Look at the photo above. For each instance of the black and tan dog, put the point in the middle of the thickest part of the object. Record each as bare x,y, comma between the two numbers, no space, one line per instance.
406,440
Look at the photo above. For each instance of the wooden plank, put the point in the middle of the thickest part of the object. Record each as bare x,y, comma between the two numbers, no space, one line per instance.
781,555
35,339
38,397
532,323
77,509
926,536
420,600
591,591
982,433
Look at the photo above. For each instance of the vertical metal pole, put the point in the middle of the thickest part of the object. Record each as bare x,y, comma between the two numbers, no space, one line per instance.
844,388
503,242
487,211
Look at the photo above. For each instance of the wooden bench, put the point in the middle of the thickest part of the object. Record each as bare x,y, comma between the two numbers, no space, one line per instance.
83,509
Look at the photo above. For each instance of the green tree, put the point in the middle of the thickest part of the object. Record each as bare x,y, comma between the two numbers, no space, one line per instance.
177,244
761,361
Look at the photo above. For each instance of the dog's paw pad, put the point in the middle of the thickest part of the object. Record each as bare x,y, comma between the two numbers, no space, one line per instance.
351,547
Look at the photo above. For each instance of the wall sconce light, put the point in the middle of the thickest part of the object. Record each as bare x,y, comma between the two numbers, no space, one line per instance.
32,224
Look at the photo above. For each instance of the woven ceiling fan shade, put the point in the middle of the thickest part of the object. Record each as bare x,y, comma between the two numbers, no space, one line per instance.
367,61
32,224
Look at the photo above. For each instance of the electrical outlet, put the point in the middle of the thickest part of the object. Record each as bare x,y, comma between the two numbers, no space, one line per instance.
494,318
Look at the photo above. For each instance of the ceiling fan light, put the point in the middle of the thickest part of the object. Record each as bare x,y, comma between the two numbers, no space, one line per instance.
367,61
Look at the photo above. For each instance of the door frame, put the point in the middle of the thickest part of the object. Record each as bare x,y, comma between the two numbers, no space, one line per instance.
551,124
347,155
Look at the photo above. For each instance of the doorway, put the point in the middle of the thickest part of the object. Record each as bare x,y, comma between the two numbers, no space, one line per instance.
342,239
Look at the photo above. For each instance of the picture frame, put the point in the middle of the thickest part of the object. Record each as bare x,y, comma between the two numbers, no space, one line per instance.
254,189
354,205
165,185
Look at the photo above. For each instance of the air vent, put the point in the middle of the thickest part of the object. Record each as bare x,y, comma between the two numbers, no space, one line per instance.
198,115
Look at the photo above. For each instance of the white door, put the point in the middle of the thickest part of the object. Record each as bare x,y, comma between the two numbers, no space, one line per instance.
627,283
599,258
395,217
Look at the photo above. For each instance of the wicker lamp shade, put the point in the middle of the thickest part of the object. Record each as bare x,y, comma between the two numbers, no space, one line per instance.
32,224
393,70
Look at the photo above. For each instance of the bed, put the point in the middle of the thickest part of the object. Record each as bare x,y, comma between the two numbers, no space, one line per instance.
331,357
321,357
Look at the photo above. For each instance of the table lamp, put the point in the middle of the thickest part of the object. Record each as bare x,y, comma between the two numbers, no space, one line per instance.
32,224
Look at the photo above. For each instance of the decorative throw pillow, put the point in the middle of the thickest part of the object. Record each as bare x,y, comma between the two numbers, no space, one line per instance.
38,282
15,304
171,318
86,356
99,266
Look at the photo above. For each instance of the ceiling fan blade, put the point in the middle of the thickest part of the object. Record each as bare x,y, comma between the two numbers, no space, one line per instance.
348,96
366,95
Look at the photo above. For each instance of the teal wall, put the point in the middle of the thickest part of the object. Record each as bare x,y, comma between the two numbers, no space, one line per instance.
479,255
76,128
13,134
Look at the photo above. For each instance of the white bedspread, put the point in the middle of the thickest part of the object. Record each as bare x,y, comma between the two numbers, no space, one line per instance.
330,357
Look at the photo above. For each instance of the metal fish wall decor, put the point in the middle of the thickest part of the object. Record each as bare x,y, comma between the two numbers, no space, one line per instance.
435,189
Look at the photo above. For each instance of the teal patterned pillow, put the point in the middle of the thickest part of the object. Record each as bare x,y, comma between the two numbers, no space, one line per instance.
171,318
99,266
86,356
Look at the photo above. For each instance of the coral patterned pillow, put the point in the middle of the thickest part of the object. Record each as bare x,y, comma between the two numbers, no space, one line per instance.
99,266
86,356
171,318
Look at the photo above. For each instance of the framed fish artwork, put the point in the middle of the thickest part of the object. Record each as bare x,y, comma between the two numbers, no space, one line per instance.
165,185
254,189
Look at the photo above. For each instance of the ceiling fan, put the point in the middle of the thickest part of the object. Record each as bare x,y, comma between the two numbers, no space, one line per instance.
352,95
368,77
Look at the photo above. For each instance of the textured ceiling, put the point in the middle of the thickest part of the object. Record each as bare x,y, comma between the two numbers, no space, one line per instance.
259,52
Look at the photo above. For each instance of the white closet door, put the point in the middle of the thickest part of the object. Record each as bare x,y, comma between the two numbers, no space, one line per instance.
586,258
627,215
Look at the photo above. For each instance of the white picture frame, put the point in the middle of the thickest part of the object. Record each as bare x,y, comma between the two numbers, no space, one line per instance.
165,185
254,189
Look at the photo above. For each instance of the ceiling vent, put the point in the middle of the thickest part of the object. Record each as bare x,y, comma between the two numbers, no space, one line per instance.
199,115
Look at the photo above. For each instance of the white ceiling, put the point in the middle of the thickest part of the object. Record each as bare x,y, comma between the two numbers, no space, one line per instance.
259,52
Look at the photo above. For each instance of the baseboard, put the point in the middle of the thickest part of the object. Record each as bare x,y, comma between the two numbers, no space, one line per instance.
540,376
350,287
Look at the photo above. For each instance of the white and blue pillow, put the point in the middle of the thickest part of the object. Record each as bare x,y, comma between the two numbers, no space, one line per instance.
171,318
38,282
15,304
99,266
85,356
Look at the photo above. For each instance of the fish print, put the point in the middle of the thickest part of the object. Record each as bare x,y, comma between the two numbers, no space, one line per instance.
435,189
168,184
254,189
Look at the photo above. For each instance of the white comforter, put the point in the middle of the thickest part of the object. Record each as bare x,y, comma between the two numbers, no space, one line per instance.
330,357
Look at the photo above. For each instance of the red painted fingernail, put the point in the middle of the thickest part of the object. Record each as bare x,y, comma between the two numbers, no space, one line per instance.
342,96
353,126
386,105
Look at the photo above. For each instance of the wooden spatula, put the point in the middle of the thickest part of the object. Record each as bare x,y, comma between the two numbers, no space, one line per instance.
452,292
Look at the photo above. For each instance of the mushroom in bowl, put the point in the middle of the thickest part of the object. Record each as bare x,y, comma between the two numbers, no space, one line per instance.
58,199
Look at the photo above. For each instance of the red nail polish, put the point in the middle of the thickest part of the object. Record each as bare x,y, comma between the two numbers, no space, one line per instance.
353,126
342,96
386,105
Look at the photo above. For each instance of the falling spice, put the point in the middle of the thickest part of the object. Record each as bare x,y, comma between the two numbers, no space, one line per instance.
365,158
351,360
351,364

═══

Task instructions: From the listing above, reproduce all the lines exactly.

Problem solution:
Look at the photo above. For each instance of the black and tan dog, put the point in the middle of the thickest part of the object. Record each as bare x,y, comma between the two numbers, no space, one line per instance.
406,440
Look at the photo above. For each instance of the wooden plank, put the point in the middle of the thickest part of the object. Record each as bare x,y, comma between the two numbers, no space, one line per instance.
781,555
35,339
38,397
532,323
77,509
926,536
420,600
591,591
982,433
Look at the photo above. For each instance of the vertical metal pole, put the point in the middle of the thickest part of the object. Record each as bare x,y, comma between the two numbers, no space, one line per instance.
844,388
503,242
487,211
Look at the photo above. For each instance of the wooden bench, put the point in the middle of the thickest part of the object. Record each as bare x,y, comma between the two numbers, no space, one line per instance.
83,509
Look at the photo above. For each instance of the green tree, put the point in the middle of the thickest part of the object. Record each as bare x,y, comma between the two numbers, no space, one line per instance.
177,244
761,361
Look at the photo above. For each instance of the dog's paw pad, put the point in the middle of the thickest part of the object. Record each as bare x,y, comma between the two numbers, no space, one line per instance.
351,547
Look at the photo above. For each instance of the wall sconce light, put the point in the middle of the thickest part of the object. Record each as bare x,y, comma between the two numbers, no space, one line per instance.
32,224
Look at the photo above. For each instance of the woven ceiling fan shade, put the point in the middle of the thickest part of the object. Record each as bare x,y, comma between the two numbers, no space, one line per instance.
367,61
32,224
Look at the photo above. For each instance of the electrical outlet, put the point in the middle of the thickest part of the object. Record each as bare x,y, comma between the two numbers, no space, one line per instance.
494,318
Look at the photo above. For each instance of the ceiling fan light, put the point in the middle of the thickest part of the object. Record each as bare x,y, comma between the two numbers, no space, one line per instance.
367,61
Look at the photo above. For each instance of the door frame, put the point in the middle of the thickest part of the object. Record each as bare x,y, comma between the two numbers, no space, one line per instance.
551,124
347,155
Look at the photo above. For each instance of the doorway, put the point in the middle of the thickest part of the object. Record each as bare x,y, comma between the two numbers, no space, one line per instance.
342,239
Look at the photo above. For each instance of the picture frame, put the point in the middle of the thickest part of the object. Record each as bare x,y, comma between the two numbers, no space, one line per instance.
254,189
354,205
165,185
Look at the photo above. For each instance of the air vent, put the point in the middle of the thickest part of the object. Record each as bare x,y, comma between the two numbers, no space, one line per instance.
198,115
Look at the photo above. For each instance of the white door, put the point in the middle of the thickest part of the object. Record each as bare x,y, comma between the two numbers, no space, one line per instance.
627,283
599,258
395,217
Look at the photo above. For each instance of the wicker lamp shade, put the point in the middle of the thickest part of the object. Record each as bare x,y, comma between the two numbers, no space, one line per instance.
32,224
393,70
Look at the photo above. For each instance of the bed, put the point in the middle of the thickest part of the object. Record each as bare x,y, comma between the two numbers, no space, one line per instance.
331,357
321,357
Look at the photo above. For each instance of the table lamp, put the point in the middle of the thickest part of the object. Record each as bare x,y, comma between the two numbers, no space, one line per instance.
32,224
Look at the photo above. For each instance of the decorative throw pillow, put the point in the middle of the thickest part of the object. Record each as bare x,y, comma between the two numbers, no space, one line per instance.
38,282
15,304
171,318
86,356
99,266
Look at the photo above. For each instance of the ceiling fan blade, put the point in the middle of the thickest part of the object. Record each as bare x,y, comma between the two numbers, no space, one line per instance.
348,96
366,95
Look at the photo above. For each instance of the teal wall, put the point in the middle of the thickest part of the object. Record each as bare x,y, comma between the two numbers, no space, one line per instance.
479,255
76,128
13,134
Look at the photo above. For each instance of the white bedspread, put the point in the middle of the thickest part of the object. Record each as bare x,y, comma between the two numbers, no space, one line per instance.
330,357
Look at the photo above. For each instance of the metal fish wall decor, put the point in the middle of the thickest part of the object. Record each as bare x,y, comma between the two numbers, no space, one line per instance.
435,189
Look at the photo above. For each instance of the teal patterned pillow, put the point in the middle of the thickest part of the object. Record each as bare x,y, comma between the two numbers, no space, one line per instance.
171,318
99,266
86,356
Look at the photo above. For each instance of the coral patterned pillow, put the point in the middle of the thickest part of the object. Record each as bare x,y, comma between the two numbers, no space, one line per instance.
99,266
86,356
171,318
Look at the photo above. For each instance of the framed fish artwork, put the point in the middle of the thickest part of the object. Record each as bare x,y, comma between the two numbers, no space, one line per instance.
165,185
254,189
Look at the photo above. For each instance of the ceiling fan, put the point in the middle of the thickest part of the object. Record each as bare x,y, comma between the two numbers, no space, one line per instance.
352,95
368,77
Look at the photo above. For each instance of the textured ceiling, put the point in the middle of the thickest part of the object. Record each as bare x,y, comma between the two numbers, no space, one line per instance.
259,52
Look at the photo above. For each instance of the white closet door, put the point in the middle of the thickest part of the object. Record each as bare x,y, comma between the two numbers, no space, one line per instance.
586,258
627,215
Look at the photo above. For each instance of the white picture frame, put the point in the middle of the thickest part of the object. Record each as bare x,y, comma between the two numbers, no space, one line per instance.
165,185
254,189
Look at the photo above. For each instance of the ceiling vent, put the point in the middle of the thickest part of the object. Record each as bare x,y, comma between the two numbers, no space, one line per instance.
199,115
Look at the photo above. For each instance of the white ceiling, put the point in the middle of the thickest part of the object. Record each as bare x,y, comma between the two numbers, no space, one line per instance.
259,52
Look at the photo above. For each instance of the baseboard, put the point in the middle of the thickest part of the object. Record each as bare x,y, comma between the two numbers, no space, one line per instance.
540,376
350,287
Look at the photo above. For each instance of the white and blue pillow, put the point in the middle of the thickest part of the object. Record each as bare x,y, comma between the two numbers, no space, one line per instance.
171,318
38,282
15,304
99,266
85,356
Look at the photo above. For each instance of the fish print, put the point in the middle of the thickest part of the object. Record each as bare x,y, comma between the two numbers, no space, one line per instance.
435,189
168,184
254,189
Look at the photo above. For each instance of the white comforter, put the point in the middle of the thickest part of the object. Record each as bare x,y, comma between the two numbers, no space, one line per instance.
330,357
Look at the photo above. For each instance of the red painted fingernail, put the point in the middle of the thickest part of the object. Record each as bare x,y, comma between the two numbers, no space, one line per instance.
342,96
353,126
386,105
Look at the photo above. For each instance of the wooden spatula, put the point in the middle of the thickest part of the object. Record each as bare x,y, comma between the two numbers, no space, one line per instance.
452,292
Look at the photo above. For each instance of the mushroom in bowl, put the point in the middle of the thickest part of the object. Record each as bare x,y, comma between the two numbers, no space, one line per instance.
58,199
Look at the photo above. For each instance of the red nail polish, put the point in the middle of the thickest part of the object. Record each as bare x,y, comma between the two numbers, no space, one line per instance.
353,126
342,96
386,105
Look at the photo above. For each instance of the falling spice, put the point in the middle of the thickest part of the object. Record each as bare x,y, comma between the two numbers, no space, one line per instance.
365,158
351,360
351,364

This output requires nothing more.